#### [What is expected]
With the line containing "box: [90, 211, 228, 415]" as the start and the line containing "positive clicks: (213, 384) (214, 389)" as the end, transcribe that span of the entries below exactly, including both.

#### [Data listing]
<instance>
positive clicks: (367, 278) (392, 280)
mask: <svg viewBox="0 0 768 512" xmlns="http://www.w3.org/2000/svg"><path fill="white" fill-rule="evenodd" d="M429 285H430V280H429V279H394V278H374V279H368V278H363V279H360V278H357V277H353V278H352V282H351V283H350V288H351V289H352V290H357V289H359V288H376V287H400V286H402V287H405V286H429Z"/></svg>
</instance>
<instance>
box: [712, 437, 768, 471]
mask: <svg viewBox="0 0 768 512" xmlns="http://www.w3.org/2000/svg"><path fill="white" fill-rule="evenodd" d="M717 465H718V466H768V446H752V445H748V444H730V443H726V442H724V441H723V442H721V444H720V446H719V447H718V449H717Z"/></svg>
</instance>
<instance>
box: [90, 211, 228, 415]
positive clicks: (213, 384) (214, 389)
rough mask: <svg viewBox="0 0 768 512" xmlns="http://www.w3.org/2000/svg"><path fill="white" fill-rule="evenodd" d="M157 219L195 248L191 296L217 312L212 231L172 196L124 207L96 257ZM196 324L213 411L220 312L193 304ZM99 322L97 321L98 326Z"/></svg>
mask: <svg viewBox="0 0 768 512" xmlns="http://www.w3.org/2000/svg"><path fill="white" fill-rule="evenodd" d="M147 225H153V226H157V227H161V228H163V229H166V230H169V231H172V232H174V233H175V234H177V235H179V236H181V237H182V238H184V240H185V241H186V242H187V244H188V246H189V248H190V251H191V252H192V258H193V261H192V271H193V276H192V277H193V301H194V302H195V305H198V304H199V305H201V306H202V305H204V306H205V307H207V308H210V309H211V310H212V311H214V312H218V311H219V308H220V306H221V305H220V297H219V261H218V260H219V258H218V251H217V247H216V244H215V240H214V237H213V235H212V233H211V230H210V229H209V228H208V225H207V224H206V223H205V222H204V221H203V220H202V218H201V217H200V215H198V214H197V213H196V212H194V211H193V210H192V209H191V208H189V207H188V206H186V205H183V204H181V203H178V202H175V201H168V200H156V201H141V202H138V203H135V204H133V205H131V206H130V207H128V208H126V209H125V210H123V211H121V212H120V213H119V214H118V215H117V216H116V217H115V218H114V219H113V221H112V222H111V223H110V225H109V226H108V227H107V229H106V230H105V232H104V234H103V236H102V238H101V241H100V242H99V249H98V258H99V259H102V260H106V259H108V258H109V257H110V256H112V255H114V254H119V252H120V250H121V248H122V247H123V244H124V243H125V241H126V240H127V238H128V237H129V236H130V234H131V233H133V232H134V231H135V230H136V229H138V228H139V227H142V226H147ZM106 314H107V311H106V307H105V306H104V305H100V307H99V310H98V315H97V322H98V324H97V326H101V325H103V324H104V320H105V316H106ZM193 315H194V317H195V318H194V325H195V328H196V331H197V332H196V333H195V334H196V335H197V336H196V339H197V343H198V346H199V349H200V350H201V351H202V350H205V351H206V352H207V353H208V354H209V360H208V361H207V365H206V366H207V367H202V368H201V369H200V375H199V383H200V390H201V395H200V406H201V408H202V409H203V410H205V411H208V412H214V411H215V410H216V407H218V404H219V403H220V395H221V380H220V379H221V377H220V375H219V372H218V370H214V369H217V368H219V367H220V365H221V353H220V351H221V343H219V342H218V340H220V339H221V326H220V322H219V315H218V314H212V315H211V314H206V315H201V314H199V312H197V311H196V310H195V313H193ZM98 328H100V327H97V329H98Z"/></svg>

#### [Response to this task]
box: [90, 211, 228, 415]
positive clicks: (213, 384) (214, 389)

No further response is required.